(Short problem): Please list, in full, each line of the items below that contains the word "form". Uppercase and lowercase letters count as different.

(Records provided):
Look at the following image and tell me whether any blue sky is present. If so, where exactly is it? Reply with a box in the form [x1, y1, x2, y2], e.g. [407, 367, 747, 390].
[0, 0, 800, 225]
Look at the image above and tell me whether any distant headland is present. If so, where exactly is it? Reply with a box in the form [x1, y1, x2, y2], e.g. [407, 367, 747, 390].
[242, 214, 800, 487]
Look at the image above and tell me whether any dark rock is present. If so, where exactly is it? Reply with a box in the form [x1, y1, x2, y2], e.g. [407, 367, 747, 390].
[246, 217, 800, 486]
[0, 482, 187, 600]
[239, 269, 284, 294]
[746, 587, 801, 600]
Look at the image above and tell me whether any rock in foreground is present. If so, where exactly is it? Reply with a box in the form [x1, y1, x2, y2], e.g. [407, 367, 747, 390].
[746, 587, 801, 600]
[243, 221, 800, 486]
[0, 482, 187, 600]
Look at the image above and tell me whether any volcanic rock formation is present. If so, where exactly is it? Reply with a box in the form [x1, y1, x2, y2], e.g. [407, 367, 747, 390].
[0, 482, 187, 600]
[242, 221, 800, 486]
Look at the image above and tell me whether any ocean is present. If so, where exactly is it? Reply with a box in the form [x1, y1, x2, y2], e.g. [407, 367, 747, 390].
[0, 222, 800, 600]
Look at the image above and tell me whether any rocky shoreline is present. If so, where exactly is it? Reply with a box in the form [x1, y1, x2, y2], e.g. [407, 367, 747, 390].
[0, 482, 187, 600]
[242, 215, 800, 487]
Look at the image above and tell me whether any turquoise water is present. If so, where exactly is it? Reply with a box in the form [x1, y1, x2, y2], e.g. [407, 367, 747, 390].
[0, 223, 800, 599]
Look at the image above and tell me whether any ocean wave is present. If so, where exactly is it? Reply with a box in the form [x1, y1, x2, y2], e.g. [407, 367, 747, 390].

(Answer for the task):
Look at the following image and tell me whether any blue sky is present. If so, where exactly is it? Reply with a box in the form [x1, y1, x2, y2], e.g. [407, 367, 747, 390].
Look at the image above and tell me whether any distant headland is present. If so, where exactly is it? Reply with a box in the form [x1, y1, x2, y2], e.g. [407, 367, 747, 390].
Look at the image above and tell me whether any dark rock is present. If so, where exactly is it? Reply with a box in the form [x1, y1, x2, y2], e.g. [407, 367, 747, 390].
Look at the image above and tell me whether any rock in foreground is present. If so, where exactly is it? Reply with a box in the form [x1, y1, x2, y2], e.g. [407, 367, 747, 390].
Look at the image above and tell me whether any volcanic rock formation is present. If so, where exactly is it? Reply with a box in the form [x1, y1, x2, y2], e.g. [407, 367, 747, 390].
Look at the image above and tell me whether any ocean is present. If so, where exactly is it? Reply with a box in the form [x1, y1, x2, y2], e.g. [407, 367, 747, 390].
Look at the image above and tell me whether any rocky shoreline is present. If so, where exactly is it? Reply with a box in the form [x1, y1, x2, y2], e.g. [407, 367, 747, 390].
Look at the image above and tell me whether any turquoise water is present. If so, where exactly is it? Reply with a box in the form [x1, y1, x2, y2], e.g. [407, 367, 747, 390].
Look at the image above and tell me whether any ocean wave is present. If so, where exactly is it? Reply with a box in the form [x1, y1, x2, y2], e.g. [407, 367, 747, 390].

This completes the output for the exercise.